__Texte à lire__:
****

03 mai 2010

Steven Moffat et les gimmicks

Définition: Un gimmick est une astuce qui distingue un produit sans en ajouter une fonction ou une valeur évidente.

La saison 5 de Doctor Who, menée par le showrunner Steven Moffat, est une déception pour moi. Moffat est un scénariste très talentueux. Il l'a prouvé lors des saisons précédentes (Blink étant le meilleur épisode de la série, toutes époques confondues) et cela explique sa promotion cette année. Hélas, plus la saison avance, plus je me rends compte que Moffat a troqué sa casquette de raconteur d'histoires pour celle d'artificier: il nous en met plein la vue, plein les oreilles, mais ses scénarios ne tiennent plus debout. Explications...

Vu le pédigrée de l'auteur, les attentes étaient hautes, il est vrai. D'autant plus que le premier épisode (The Eleventh Hour) les a entièrement comblées. Bien sûr, l'attrait pour Matt Smith, l'acteur qui incarne le nouveau Docteur, a accaparé les critiques, et l'histoire a été reléguée au deuxième plan. C'est dommage car le scénario était plein d'astuces, de bonnes idées, de peps, et surtout... l'histoire tenait debout. Hélas, cette cohérence faisait son apparition pour la première et dernière fois de la saison!

****

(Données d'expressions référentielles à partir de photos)
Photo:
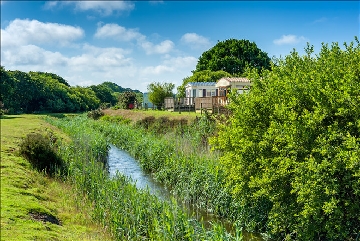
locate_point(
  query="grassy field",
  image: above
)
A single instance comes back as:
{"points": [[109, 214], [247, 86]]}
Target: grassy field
{"points": [[34, 206], [136, 115]]}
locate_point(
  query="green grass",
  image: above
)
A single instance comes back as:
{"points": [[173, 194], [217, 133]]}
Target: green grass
{"points": [[136, 115], [25, 191]]}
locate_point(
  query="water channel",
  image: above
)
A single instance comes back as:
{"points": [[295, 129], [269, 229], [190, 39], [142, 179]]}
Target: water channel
{"points": [[120, 161]]}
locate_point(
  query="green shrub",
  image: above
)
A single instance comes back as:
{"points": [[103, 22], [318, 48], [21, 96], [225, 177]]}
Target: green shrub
{"points": [[292, 147], [40, 151], [95, 114]]}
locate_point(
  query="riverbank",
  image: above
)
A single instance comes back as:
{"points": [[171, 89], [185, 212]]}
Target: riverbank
{"points": [[34, 206]]}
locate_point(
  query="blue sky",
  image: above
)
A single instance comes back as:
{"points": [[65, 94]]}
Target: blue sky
{"points": [[136, 43]]}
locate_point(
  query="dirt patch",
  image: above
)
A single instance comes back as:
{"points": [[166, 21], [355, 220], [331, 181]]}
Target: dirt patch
{"points": [[44, 217]]}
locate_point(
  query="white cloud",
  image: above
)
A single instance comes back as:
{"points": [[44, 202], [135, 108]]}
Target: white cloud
{"points": [[162, 48], [320, 20], [120, 33], [289, 39], [23, 32], [117, 32], [195, 40], [181, 62], [104, 8], [32, 55], [171, 65], [157, 70], [99, 59]]}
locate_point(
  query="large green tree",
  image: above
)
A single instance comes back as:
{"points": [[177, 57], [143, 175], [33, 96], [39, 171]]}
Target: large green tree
{"points": [[201, 76], [159, 91], [233, 56], [127, 99], [291, 149]]}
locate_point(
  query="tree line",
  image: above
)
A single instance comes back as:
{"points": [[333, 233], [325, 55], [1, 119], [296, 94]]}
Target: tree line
{"points": [[31, 92]]}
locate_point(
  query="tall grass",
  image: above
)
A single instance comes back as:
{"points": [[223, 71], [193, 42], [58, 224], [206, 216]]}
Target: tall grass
{"points": [[130, 214]]}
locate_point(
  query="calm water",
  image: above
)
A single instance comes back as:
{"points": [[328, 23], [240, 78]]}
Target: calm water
{"points": [[120, 161]]}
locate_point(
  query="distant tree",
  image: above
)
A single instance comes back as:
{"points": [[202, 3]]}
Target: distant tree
{"points": [[291, 147], [201, 76], [126, 99], [104, 93], [233, 56], [159, 91]]}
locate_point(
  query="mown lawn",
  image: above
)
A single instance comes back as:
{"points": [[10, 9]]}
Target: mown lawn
{"points": [[34, 206]]}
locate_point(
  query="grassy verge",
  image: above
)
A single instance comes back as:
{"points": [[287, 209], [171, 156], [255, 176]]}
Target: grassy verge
{"points": [[136, 115], [33, 206]]}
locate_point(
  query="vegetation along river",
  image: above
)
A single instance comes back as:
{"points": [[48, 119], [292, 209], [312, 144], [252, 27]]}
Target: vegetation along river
{"points": [[120, 161]]}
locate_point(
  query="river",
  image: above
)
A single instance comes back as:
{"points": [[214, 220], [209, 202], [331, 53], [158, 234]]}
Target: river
{"points": [[120, 161]]}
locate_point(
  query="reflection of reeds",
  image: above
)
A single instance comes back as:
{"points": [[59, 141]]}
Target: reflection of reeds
{"points": [[133, 214]]}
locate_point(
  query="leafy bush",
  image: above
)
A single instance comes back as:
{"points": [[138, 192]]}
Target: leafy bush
{"points": [[95, 114], [292, 147], [40, 151]]}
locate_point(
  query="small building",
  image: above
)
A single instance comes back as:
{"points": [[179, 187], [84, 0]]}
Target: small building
{"points": [[200, 89], [225, 84], [146, 102]]}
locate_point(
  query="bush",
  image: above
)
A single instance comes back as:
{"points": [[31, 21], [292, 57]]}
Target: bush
{"points": [[40, 151], [95, 114], [292, 147]]}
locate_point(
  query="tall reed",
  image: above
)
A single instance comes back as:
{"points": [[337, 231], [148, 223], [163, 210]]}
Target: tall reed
{"points": [[130, 214]]}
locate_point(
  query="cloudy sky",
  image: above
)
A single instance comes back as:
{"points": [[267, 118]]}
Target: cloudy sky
{"points": [[136, 43]]}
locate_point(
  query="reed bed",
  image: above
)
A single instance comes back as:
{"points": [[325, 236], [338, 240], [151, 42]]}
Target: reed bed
{"points": [[129, 213]]}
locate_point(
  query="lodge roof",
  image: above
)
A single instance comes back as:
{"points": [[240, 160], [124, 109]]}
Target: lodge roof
{"points": [[201, 83], [236, 79]]}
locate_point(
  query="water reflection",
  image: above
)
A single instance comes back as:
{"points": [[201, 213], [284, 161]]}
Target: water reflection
{"points": [[120, 161]]}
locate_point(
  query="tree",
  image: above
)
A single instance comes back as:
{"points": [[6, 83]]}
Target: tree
{"points": [[201, 76], [104, 93], [291, 149], [233, 56], [158, 92]]}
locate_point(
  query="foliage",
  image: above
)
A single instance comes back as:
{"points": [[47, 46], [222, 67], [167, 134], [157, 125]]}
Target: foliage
{"points": [[25, 191], [158, 92], [233, 56], [41, 153], [162, 124], [95, 114], [104, 94], [201, 76], [126, 99], [292, 147], [46, 92], [128, 213]]}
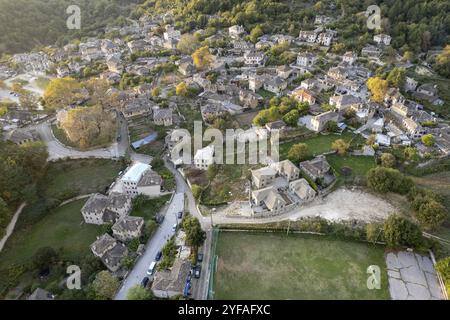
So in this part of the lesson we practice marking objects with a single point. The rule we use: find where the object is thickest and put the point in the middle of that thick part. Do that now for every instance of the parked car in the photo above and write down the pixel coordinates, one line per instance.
(151, 268)
(158, 256)
(145, 282)
(197, 271)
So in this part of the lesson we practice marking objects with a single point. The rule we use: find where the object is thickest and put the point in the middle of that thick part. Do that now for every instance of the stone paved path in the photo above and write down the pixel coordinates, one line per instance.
(412, 277)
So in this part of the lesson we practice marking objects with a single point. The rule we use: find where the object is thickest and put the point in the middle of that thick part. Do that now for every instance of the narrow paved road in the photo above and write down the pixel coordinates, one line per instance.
(156, 243)
(10, 228)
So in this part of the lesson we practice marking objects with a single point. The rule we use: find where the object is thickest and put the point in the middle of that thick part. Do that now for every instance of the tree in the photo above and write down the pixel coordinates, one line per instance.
(387, 160)
(340, 146)
(298, 152)
(44, 258)
(62, 92)
(443, 268)
(428, 140)
(431, 213)
(442, 65)
(5, 217)
(181, 89)
(202, 58)
(157, 162)
(399, 231)
(397, 77)
(138, 292)
(371, 140)
(88, 126)
(212, 171)
(196, 191)
(408, 56)
(373, 231)
(188, 43)
(195, 236)
(378, 87)
(105, 285)
(291, 118)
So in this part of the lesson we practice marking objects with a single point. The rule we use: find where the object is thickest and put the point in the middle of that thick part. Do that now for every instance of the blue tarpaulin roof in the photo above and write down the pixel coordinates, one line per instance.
(148, 139)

****

__Consignes de l'exercice__: Renvoyez à l'identique l'extrait du billet sur Steven Moffat qui commence par « 03 mai 2010 » et se termine par « une valeur évidente. ».

__Résultat obtenu__:
03 mai 2010

Steven Moffat et les gimmicks

Définition: Un gimmick est une astuce qui distingue un produit sans en ajouter une fonction ou une valeur évidente.